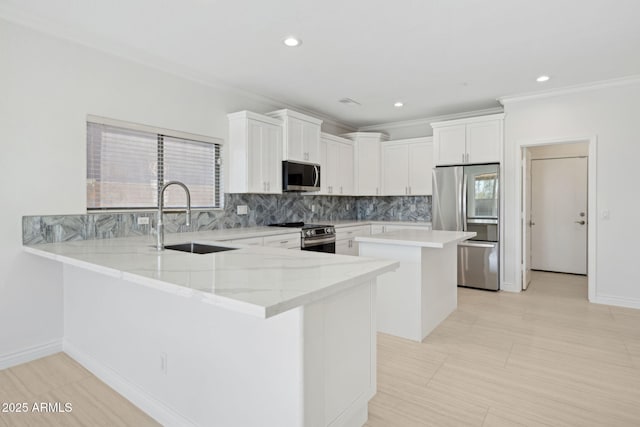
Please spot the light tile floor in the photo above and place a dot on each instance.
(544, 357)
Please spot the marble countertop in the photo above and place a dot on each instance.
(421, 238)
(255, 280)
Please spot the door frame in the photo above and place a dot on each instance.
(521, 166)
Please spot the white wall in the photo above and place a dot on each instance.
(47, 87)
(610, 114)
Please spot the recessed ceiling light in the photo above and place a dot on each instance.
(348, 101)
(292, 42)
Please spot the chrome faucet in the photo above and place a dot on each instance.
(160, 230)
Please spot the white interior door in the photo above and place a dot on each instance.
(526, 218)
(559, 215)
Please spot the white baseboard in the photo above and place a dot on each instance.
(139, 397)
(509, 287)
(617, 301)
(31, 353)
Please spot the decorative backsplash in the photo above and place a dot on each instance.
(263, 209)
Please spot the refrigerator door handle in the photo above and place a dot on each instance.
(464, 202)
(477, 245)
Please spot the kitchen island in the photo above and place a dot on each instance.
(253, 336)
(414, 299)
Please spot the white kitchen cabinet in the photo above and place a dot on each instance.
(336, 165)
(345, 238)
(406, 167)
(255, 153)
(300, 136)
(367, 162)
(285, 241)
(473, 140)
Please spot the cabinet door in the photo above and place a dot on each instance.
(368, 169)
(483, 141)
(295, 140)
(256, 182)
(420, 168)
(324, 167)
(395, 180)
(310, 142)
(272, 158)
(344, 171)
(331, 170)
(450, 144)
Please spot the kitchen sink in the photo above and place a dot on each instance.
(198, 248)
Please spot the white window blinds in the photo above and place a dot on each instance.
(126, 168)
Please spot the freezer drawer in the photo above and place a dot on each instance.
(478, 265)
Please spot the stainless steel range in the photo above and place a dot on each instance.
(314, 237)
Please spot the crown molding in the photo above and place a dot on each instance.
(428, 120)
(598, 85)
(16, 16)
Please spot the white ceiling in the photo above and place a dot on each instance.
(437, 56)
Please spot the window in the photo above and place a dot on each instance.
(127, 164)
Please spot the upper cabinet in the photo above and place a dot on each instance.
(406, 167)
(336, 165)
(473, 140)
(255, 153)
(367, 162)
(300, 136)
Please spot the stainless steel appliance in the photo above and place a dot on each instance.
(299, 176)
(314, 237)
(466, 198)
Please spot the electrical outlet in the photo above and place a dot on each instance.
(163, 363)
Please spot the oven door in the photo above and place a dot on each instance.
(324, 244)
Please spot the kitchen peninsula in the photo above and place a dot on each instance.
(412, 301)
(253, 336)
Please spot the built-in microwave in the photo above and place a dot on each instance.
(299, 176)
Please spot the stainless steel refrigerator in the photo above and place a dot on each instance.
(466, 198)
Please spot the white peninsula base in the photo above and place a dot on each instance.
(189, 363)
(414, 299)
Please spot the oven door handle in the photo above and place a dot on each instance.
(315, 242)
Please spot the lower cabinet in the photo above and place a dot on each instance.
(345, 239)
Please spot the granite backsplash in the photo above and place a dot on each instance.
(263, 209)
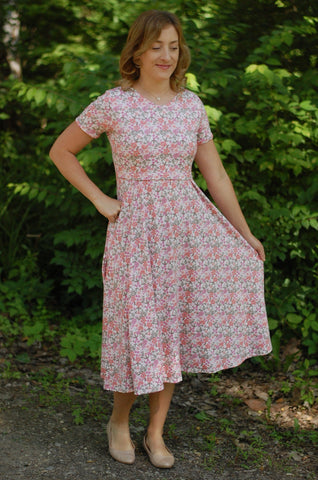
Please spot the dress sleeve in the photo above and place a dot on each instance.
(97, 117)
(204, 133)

...

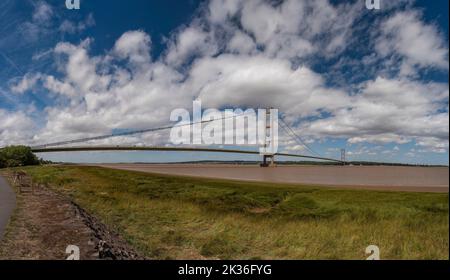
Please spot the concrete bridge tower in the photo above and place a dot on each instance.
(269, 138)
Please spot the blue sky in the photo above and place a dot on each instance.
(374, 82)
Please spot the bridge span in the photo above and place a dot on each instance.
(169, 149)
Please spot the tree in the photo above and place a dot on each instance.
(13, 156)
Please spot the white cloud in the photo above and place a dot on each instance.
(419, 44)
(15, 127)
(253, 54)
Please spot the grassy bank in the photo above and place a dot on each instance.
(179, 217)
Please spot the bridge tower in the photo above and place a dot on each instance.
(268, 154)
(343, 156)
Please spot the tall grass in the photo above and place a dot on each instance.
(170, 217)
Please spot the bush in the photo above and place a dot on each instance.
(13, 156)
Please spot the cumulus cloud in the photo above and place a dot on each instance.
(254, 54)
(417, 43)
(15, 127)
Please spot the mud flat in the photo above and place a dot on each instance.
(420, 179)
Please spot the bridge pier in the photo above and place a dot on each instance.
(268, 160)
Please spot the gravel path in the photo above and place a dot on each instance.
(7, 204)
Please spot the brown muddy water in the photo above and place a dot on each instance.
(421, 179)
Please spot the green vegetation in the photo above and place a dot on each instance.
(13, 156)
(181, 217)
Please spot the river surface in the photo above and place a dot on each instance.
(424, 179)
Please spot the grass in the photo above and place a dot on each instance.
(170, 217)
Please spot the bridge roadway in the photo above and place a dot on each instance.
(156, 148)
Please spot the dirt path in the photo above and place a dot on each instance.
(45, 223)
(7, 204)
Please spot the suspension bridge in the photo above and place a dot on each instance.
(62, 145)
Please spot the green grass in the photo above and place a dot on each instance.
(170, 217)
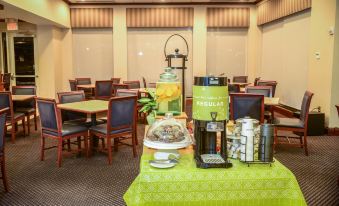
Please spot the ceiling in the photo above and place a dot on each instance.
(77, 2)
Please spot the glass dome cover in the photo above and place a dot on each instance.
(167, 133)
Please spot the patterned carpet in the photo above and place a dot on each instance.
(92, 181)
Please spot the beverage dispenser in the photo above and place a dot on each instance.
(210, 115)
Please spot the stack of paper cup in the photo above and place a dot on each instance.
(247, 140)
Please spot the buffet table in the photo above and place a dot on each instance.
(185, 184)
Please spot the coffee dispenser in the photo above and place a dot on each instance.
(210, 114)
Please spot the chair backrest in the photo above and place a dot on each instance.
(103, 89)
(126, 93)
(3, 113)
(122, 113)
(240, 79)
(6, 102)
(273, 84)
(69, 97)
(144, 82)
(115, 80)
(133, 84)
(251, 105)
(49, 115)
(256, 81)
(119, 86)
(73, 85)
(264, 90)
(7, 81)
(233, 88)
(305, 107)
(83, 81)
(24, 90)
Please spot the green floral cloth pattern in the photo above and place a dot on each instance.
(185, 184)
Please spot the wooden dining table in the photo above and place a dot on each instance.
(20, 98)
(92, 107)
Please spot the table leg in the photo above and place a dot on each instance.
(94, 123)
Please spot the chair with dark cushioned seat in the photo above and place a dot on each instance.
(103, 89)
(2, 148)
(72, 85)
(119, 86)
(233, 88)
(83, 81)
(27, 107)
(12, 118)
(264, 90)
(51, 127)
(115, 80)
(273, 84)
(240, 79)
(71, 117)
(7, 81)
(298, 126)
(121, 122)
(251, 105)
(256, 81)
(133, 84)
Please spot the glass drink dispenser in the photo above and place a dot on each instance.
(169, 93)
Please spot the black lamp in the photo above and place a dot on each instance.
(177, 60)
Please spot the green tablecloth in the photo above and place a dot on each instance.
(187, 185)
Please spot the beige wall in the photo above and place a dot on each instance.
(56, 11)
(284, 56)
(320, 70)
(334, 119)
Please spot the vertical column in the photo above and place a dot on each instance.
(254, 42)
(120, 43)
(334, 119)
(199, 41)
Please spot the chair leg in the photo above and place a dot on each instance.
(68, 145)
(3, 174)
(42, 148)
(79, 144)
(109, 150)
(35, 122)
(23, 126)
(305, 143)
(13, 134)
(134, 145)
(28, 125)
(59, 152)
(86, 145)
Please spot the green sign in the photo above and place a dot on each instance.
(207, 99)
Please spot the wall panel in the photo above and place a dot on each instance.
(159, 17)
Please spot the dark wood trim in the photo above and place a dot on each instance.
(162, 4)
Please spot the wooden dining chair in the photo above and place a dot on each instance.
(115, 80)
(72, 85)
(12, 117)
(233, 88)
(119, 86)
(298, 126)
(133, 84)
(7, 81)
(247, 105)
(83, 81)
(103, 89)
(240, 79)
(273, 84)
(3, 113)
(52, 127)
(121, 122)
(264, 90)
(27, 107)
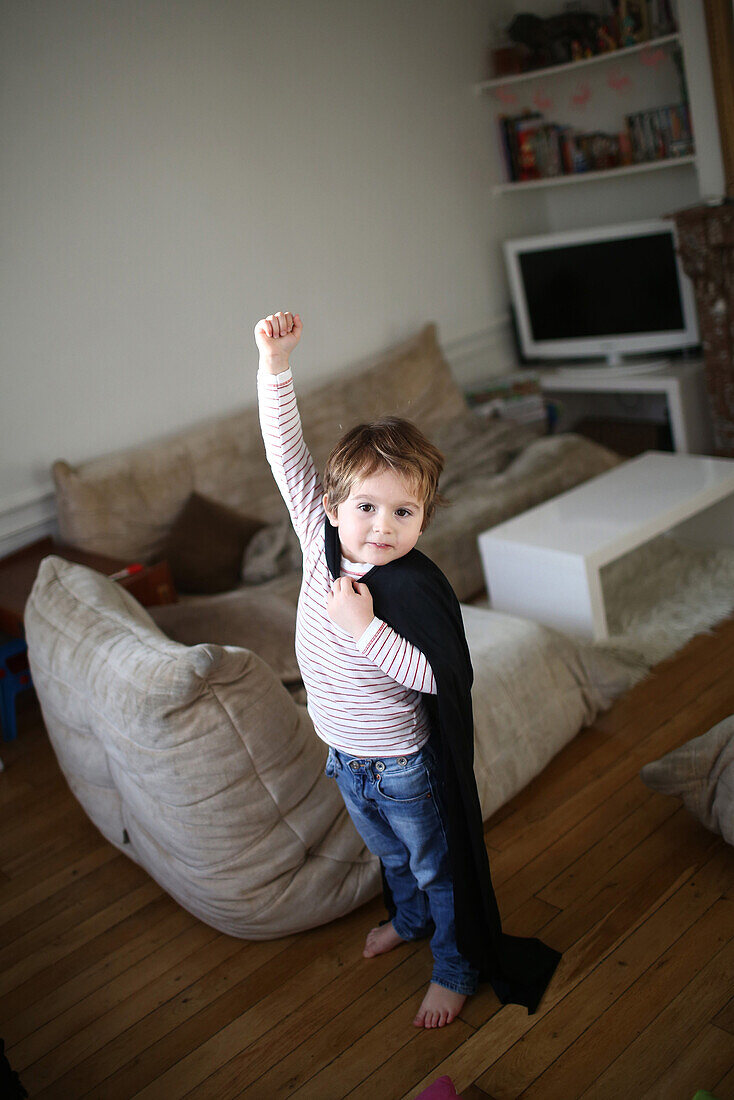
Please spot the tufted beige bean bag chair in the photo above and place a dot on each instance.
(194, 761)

...

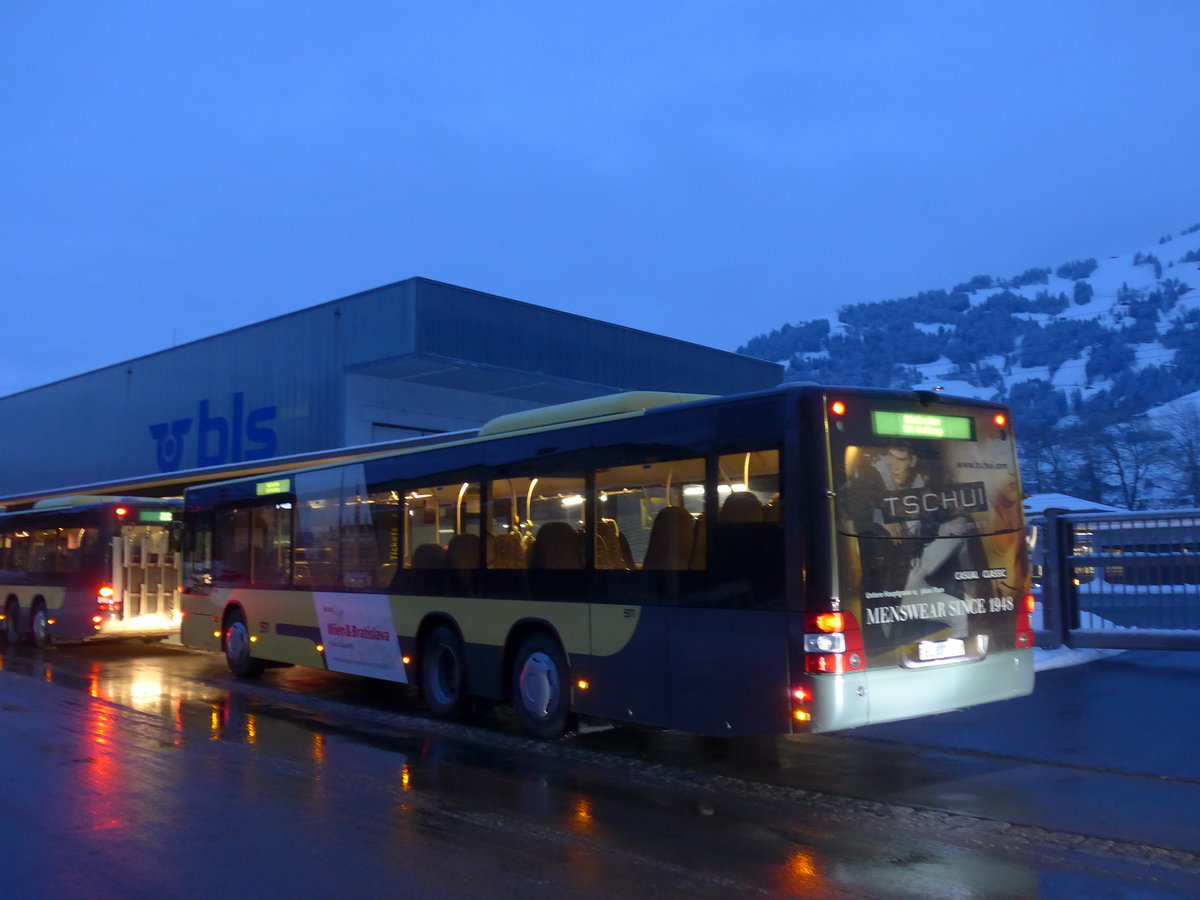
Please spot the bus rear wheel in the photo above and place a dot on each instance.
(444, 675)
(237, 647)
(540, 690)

» **WORK INSTRUCTIONS**:
How many lines of the listing above contain the word "tower"? Reply with the number alone.

» **RESULT OF THIS TASK**:
2